** SOURCE EXTRACT **
○ ○ ○ ○

Rejuvenation of tumor-infiltrating T lymphocytes is another interesting strategy for augmenting their antitumor activity using genetic engineering means. This approach allows for the rejuvenation of TILs by restoring their original functionality and potential via partial reprogramming using transient expression of a set of transcription factors. The rejuvenated TILs retain a diverse repertoire of their T-cell receptors (TCRs), thus ensuring broad antigenic specificity. The key positives of TIL rejuvenation consist in a reduction of the epigenetic age of T cells, higher expansion rates, acquisition of a stem cell phenotype, and increased cytokine secretion upon activation by target antigens. Importantly, positive results have been achieved not only for rejuvenated TILs but also for rejuvenated peripheral blood mononuclear cells (PBMCs), TCR and CAR T cells, which indicates that the rejuvenation technology can be widely applied in cancer immunotherapy [51].
Developing vectors for the in vivo delivery of genes to modifying tumor-specific T cells is the last aspect of gene engineering discussed in this review. The technique aims to optimize TIL therapy. Current research in designing viral vectors for in vivo gene delivery focuses on restricting viral tropism to specific T-cell markers such as CD3, CD8, CD4, CD62L, and CD5 [53–55]. Thus, the efficacy of retroviruses targeting the peptide–MHC complex (pMHC) for delivering genes, including interleukin-12, to antigen-specific T cells and promoting their in vivo expansion, was evaluated in a recently published preprint. Preliminary results of mouse experiments demonstrate that pMHC-targeted viruses are effective vectors for the reprogramming and expansion of tumor-infiltrating T lymphocyte populations in vivo.
The reviewed studies demonstrate that diverse approaches are being pursued to optimize the production of T cell-based products, which will broaden the range of their clinical applications [56].
CRYOPRESERVATION IN THE GENERATION OF TUMOR-INFILTRATING T LYMPHOCYTES
The previously mentioned cryopreservation of TILs is highly desirable; in certain cases, it is essential both for manufacturing and in cases when TILs need to be reinfused back into the patient after some time. Cryopreservation implies the slow freezing of cellular products at a rate of ~ 1°C per min in a growth medium containing cryoprotectants, dimethyl sulfoxide (DMSO) being the most commonly used, followed by storage in liquid nitrogen until the product is needed. However, cryopreservation adversely affects all cellular products, including TILs, altering the cytokine production, cytotoxic activity, proliferation, and cell viability [17].

○ ○ ○ ○

** BRIEF A **
Answer these questions from the TIL passage, one per line:
(i) What do rejuvenated TILs retain that ensures broad antigenic specificity?
(ii) To which T-cell markers does current research seek to restrict viral tropism?
(iii) At what rate are cellular products frozen during cryopreservation?
** BRIEF B **
Please output the TIL passage from "The reviewed studies" to "clinical applications [56]." word for word.

** RECORDED DATA **
○ ○ ○ ○

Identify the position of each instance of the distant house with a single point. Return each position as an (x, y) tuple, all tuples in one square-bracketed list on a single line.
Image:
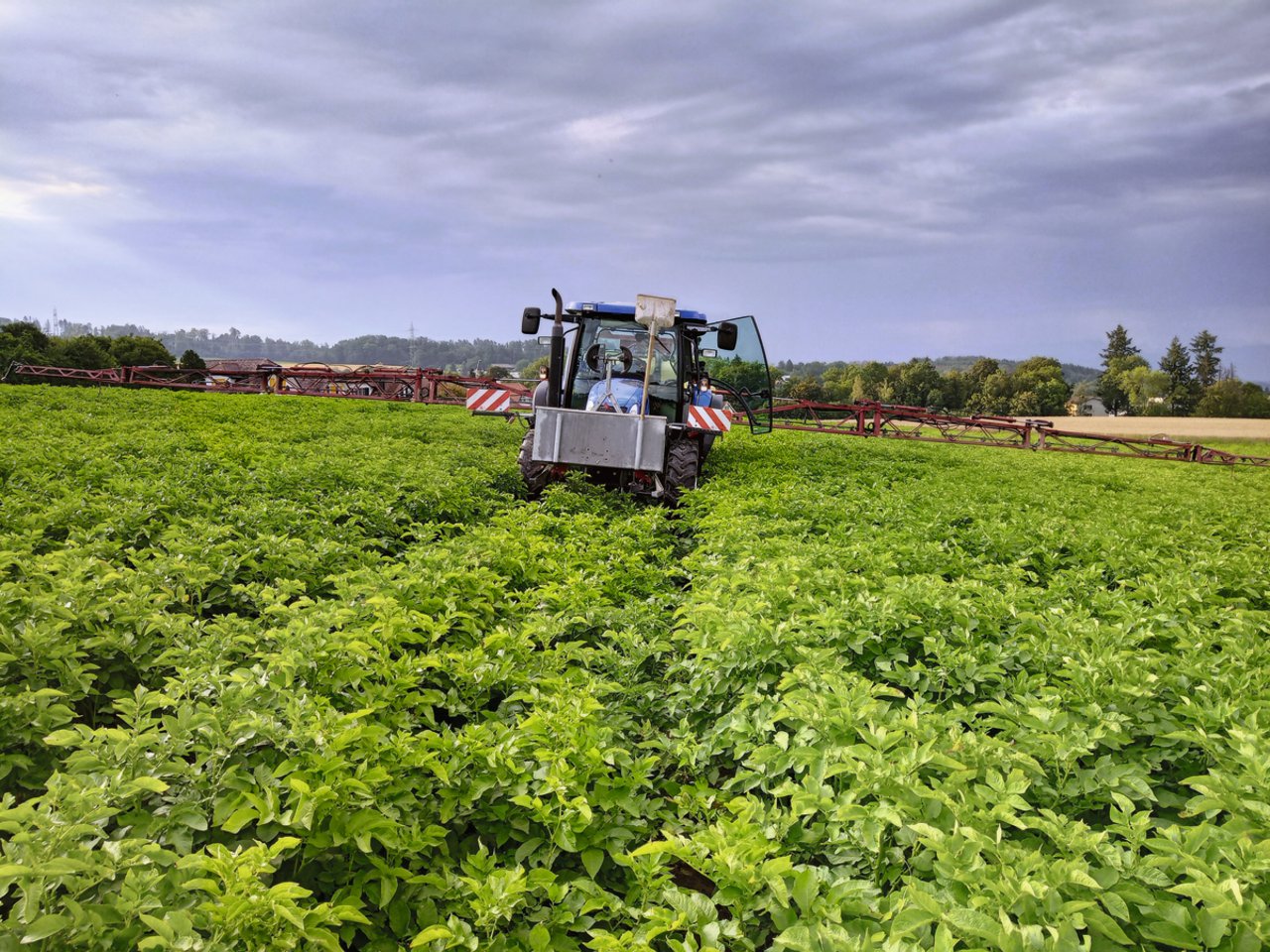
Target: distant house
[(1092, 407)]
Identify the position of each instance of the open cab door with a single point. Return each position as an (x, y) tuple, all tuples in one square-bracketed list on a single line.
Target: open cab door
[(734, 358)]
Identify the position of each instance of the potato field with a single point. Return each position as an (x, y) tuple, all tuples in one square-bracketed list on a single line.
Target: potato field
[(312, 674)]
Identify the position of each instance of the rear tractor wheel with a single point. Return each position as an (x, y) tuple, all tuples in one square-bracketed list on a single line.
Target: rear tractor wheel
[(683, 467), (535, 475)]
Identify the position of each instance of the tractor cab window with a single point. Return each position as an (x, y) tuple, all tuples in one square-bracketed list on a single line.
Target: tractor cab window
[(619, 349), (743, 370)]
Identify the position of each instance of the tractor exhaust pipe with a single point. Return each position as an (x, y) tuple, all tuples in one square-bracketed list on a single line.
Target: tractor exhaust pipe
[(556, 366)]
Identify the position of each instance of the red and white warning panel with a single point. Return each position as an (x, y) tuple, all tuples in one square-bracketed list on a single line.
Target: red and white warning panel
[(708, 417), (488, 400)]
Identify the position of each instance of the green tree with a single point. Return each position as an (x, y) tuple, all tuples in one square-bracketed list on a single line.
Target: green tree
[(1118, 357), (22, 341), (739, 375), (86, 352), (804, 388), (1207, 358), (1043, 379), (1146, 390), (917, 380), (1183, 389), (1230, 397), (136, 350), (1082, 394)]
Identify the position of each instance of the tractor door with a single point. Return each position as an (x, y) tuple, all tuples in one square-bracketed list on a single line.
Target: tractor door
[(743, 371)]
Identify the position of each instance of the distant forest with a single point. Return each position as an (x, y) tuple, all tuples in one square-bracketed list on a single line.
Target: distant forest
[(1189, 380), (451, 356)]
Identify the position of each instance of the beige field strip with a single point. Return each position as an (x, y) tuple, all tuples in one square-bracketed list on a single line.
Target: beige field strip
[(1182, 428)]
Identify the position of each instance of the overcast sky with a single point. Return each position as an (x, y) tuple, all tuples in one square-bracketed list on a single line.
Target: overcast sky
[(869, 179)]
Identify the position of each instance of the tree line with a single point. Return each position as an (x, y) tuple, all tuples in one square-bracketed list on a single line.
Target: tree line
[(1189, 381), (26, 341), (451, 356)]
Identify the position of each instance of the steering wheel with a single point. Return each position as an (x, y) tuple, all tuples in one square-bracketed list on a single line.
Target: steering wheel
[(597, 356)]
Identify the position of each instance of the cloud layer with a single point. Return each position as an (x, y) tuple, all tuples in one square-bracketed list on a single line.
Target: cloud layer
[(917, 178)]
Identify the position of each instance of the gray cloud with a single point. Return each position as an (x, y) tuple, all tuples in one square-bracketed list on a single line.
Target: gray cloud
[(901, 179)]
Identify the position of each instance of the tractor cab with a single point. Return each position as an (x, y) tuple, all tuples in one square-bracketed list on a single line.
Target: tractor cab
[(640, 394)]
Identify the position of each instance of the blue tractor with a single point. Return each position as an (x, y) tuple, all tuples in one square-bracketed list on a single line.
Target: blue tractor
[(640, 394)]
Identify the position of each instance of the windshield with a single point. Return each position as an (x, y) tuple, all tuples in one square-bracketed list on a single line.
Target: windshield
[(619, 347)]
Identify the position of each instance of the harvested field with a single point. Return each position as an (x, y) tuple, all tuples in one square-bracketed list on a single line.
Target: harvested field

○ ○ ○ ○

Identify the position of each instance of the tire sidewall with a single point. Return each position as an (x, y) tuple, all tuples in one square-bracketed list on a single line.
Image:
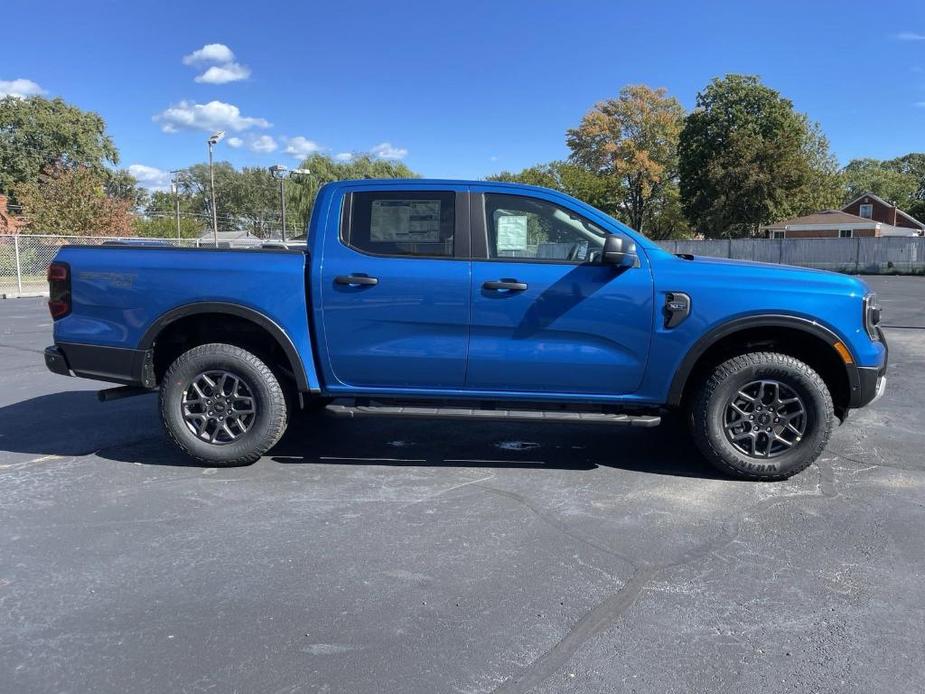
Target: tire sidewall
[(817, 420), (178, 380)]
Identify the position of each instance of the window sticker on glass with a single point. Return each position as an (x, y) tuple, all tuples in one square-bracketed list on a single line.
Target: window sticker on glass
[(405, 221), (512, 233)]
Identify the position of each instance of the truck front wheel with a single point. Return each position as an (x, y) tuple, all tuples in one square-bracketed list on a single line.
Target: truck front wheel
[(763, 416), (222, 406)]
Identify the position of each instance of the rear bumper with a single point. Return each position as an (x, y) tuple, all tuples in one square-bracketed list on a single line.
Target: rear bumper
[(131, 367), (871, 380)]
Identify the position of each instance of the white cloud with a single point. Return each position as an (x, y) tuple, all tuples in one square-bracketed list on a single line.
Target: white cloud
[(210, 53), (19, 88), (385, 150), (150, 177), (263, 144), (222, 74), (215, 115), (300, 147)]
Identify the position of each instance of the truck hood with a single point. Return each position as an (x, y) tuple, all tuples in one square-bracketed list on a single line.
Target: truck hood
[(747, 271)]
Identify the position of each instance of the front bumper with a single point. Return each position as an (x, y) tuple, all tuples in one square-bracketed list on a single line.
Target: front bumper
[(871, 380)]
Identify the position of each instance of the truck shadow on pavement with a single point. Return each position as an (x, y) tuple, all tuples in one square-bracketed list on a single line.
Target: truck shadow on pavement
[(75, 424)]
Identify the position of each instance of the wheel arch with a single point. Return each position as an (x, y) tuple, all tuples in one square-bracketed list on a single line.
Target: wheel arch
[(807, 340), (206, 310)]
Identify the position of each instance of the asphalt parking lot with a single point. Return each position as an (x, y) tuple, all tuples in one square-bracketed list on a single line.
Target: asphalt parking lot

○ ○ ○ ○

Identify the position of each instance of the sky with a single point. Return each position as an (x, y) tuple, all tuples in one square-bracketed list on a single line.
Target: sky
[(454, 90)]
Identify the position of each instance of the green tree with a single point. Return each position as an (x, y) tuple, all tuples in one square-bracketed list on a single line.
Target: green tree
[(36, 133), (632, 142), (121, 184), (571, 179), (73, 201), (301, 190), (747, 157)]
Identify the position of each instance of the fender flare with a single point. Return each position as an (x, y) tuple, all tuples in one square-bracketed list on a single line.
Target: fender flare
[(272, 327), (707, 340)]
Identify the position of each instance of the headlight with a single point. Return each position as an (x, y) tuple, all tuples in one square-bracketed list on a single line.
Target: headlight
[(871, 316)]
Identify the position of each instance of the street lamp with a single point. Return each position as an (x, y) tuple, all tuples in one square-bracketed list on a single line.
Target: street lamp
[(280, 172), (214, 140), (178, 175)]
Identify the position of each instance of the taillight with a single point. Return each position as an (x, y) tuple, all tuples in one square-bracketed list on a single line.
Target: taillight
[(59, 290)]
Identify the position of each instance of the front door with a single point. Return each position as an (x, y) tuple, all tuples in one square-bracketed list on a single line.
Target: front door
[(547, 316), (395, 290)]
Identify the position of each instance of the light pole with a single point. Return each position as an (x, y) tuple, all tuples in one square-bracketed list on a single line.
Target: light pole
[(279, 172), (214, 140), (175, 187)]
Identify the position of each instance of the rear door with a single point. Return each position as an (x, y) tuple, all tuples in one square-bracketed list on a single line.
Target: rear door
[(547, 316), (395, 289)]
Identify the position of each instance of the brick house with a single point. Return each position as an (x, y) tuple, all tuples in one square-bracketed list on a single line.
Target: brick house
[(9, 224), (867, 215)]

○ ○ ○ ○

** EXERCISE RESPONSE A **
(i) A diverse repertoire of their T-cell receptors (TCRs).
(ii) CD3, CD8, CD4, CD62L, and CD5.
(iii) About 1°C per minute.

** EXERCISE RESPONSE B **
The reviewed studies demonstrate that diverse approaches are being pursued to optimize the production of T cell-based products, which will broaden the range of their clinical applications [56].